** Opening TEXT PASSAGE block **

On Tuesday, HRM Council will hold a hearing on APL Properties’ proposal for a 20–29-storey building at Quinpool and Robie. During the long debate about this proposed high-rise, supporters have repeatedly made the claim that the location is “a great place for height.” But is the Willow Tree really a great place for height?
The APL site measures just 0.92 acre. The most recent architectural drawings call for 209 units. This translates to a population of 549 residents, or 588 persons per acre. To put this in perspective, the current maximum allowable population is 250 persons/acre in downtown Halifax and 125 persons/acre elsewhere on the peninsula. APL’s population density would be 4.7 times that maximum.
The APL property faces a large public space, which some liken to Central Park. Doesn’t that make it uniquely suited for height? Central Park is 29 times the size of the North Common. The North Common would fit several times over into the Central Park Lake alone. So such comparisons to Central Park are inappropriate.
According to the developer’s shadow study, a 20, 25, or 29-storey building would cast a shadow far into the Common, covering much of the Oval during mid-winter afternoons – prime skating season. At other times, the shadow impact would be less pronounced, but this does not change the fact that this building would result in less sun on the Common.
Another impact on the Common would be wind. Preliminary wind studies conducted for the Willow Tree Group suggest that APL’s proposal would generate gusty winds at Robie and Quinpool and across the Common year round. Why approve a project that will generate such negative impacts on one of Halifax’s most important public spaces?
Some suggest that the location at the intersection of two major streets makes it a “gateway” befitting a “landmark” building. But what exactly is the Willow Tree a gateway to? There are hospitals and universities to the south, low-rise residential neighbourhoods to the north, the North Common to the east, and a neighbourhood shopping district to the west. Quinpool and Robie are busy streets, but the intersection does not have any of the ceremonial or physical qualities that would qualify it as a gateway, befitting a landmark building. Even if it did, the building design APL proposes would hardly qualify as an architectural landmark. Rather than a gateway, it is a busy urban intersection where traffic routinely backs up, and where emergency vehicles on their way to the hospitals have difficulty getting through. Why would it make sense to add to these challenges by permitting APL to build almost five times the allowable density at this already busy intersection?

** Closing TEXT PASSAGE block **

→ **WORK TASK 1**: According to the text about the proposed high-rise at Quinpool and Robie, what is the current maximum allowable population density in downtown Halifax?
→ **WORK TASK 2**: Write the next part of the text about the proposed high-rise at Quinpool and Robie, picking up after its final sentence.

** Opening SUPPLIED INFORMATION block **

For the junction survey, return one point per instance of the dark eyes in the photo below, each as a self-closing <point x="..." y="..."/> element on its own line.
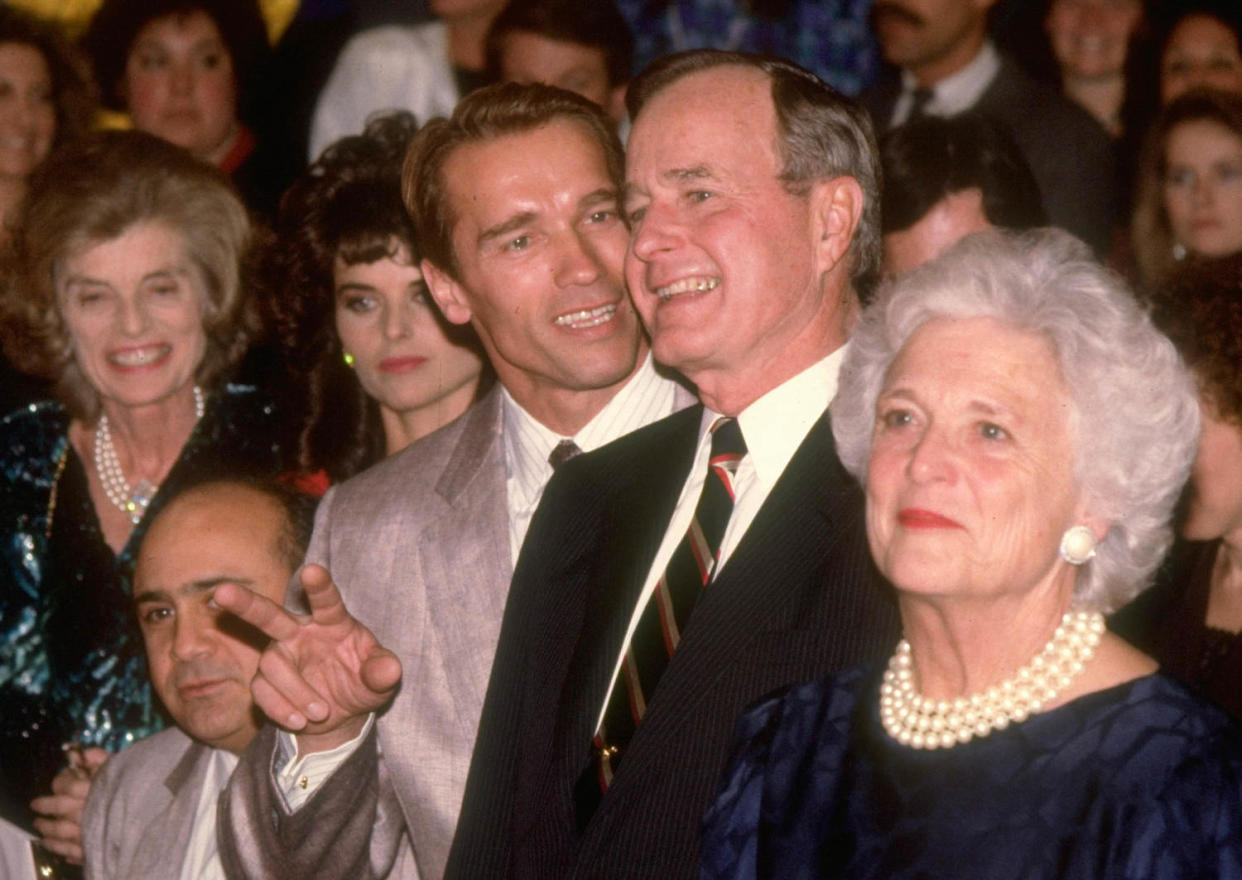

** Closing SUPPLIED INFORMATION block **

→ **YOUR RESPONSE 1**: 250 persons per acre

→ **YOUR RESPONSE 2**:
Wouldn’t APL’s proposal be good for businesses on Quinpool? Without a doubt, more people living and shopping on Quinpool would be good. But spot-rezoning for outsized developments such as APL’s can have negative impacts on local businesses like those that make Quinpool Road so successful. Spot-rezoning can dramatically drive up near-by commercial property values, which leads to higher property taxes. To pay for higher taxes, property owners may be forced to pass on costs to business operators through higher rents. We need look no further than Spring Garden Road to see the impact this phenomenon can have on small local businesses. Is that what we want for Quinpool?
In sum, the site is too small for the scale of the project, the building would shade and create gusty winds on the Common, it would add to the congestion at an already busy intersection, and spot-rezoning could have negative impacts on local businesses. So, is the Willow Tree really such a great place for APL’s proposal? There is a better alternative for getting more people living on Quinpool Road. Preliminary analyses by the Willow Tree Group estimate that mid-rise (five-storey) development along Quinpool Road would allow for 2,500–2,800 new bachelor, 1-, 2- and 3-bedroom residential units. This approach would enable Qunipool to benefit from a greater number of residents on the street, without the drawbacks associated with blockbusting high-rise projects like APL’s. It would also mean that a large chunk of development capacity isn’t centralized in one location, with one developer. Instead, more property owners/developers would be able to capitalize on the development potential of the street. APL could still benefit by converting its building to residential use. Now that’s a development strategy for Quinpool that everyone can really get behind.